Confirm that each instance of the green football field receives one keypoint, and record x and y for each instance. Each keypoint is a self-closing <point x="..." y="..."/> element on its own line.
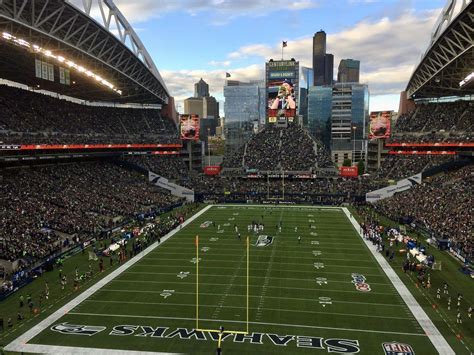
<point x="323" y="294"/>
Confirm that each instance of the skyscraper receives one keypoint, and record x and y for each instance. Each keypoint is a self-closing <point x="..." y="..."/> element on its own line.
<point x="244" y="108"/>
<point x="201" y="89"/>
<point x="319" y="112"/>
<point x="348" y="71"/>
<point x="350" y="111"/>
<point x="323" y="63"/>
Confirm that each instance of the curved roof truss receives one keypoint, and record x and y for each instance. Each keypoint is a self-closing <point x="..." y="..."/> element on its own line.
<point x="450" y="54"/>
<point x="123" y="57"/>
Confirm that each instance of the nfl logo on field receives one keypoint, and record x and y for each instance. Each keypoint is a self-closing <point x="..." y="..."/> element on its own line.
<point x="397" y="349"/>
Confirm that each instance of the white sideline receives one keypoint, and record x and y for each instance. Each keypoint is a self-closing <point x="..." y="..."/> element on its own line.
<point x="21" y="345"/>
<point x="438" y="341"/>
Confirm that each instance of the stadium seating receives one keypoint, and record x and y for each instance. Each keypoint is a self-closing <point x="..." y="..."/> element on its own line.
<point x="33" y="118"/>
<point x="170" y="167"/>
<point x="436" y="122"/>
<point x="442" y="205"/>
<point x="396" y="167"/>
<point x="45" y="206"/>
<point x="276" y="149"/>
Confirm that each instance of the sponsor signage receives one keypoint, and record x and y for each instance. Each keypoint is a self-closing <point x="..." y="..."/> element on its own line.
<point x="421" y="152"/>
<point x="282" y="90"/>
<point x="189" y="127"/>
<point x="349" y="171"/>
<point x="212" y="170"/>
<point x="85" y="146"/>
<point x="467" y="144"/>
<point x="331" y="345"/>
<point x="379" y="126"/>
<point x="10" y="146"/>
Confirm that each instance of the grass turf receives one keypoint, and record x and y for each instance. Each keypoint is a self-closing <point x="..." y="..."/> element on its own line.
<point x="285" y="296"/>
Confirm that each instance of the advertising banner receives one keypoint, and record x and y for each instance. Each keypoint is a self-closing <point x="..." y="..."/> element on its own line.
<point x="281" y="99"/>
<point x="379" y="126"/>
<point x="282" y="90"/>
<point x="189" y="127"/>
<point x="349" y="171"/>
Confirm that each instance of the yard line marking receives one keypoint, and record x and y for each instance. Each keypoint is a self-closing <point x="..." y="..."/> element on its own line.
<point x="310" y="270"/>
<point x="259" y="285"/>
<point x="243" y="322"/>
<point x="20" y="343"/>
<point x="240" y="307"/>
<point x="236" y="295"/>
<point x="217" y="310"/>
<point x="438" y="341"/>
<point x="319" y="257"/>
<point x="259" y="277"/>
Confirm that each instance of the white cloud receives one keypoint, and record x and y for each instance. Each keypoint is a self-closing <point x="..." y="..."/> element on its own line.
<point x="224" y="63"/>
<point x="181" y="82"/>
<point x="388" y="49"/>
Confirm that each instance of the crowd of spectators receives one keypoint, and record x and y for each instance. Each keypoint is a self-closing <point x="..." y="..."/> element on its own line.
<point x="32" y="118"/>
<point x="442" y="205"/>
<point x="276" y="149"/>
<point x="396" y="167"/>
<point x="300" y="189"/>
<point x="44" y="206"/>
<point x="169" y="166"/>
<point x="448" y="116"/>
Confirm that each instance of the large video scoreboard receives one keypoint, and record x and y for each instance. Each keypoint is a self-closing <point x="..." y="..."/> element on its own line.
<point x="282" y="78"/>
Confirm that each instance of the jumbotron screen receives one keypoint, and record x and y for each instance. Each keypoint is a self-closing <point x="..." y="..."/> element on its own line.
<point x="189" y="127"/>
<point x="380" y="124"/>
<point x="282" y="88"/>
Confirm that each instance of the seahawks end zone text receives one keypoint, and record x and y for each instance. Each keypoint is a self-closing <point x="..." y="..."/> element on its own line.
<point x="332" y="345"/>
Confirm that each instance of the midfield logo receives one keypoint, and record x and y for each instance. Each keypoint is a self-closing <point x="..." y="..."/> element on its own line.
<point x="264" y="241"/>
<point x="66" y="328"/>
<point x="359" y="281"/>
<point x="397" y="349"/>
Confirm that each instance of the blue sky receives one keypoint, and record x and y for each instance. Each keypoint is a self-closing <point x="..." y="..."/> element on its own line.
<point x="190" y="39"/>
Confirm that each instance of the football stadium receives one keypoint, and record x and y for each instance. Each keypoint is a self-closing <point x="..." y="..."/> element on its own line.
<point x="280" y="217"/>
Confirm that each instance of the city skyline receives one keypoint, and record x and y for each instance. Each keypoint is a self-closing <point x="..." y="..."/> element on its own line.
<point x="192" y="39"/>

▶ Exercise directions
Give back exactly the lines that run from the line with "Confirm that each instance of the midfield" through the close of the material, counting both ends, and nothing more.

▶ Right answer
Confirm that each instance of the midfield logo receives one keypoint, and record x and y for each instance. Each keypoint is a self-closing <point x="..." y="..."/> element on its own line.
<point x="264" y="241"/>
<point x="66" y="328"/>
<point x="359" y="281"/>
<point x="397" y="349"/>
Confirm that each instance of the blue sky receives one keypoint, and record x and y for each instance. Each keypoint is a self-closing <point x="..." y="..."/> element on its own line.
<point x="190" y="39"/>
Confirm that each instance of the football stadium receives one keypoint, and record x and y for each instance. Each keypoint is a self-closing <point x="..." y="..."/> element on its own line.
<point x="280" y="217"/>
Confirm that each instance of the city skyline receives one keypoint, and record x and y for each instance. Each keypoint is a self-closing <point x="..." y="..."/> element on its own line.
<point x="192" y="39"/>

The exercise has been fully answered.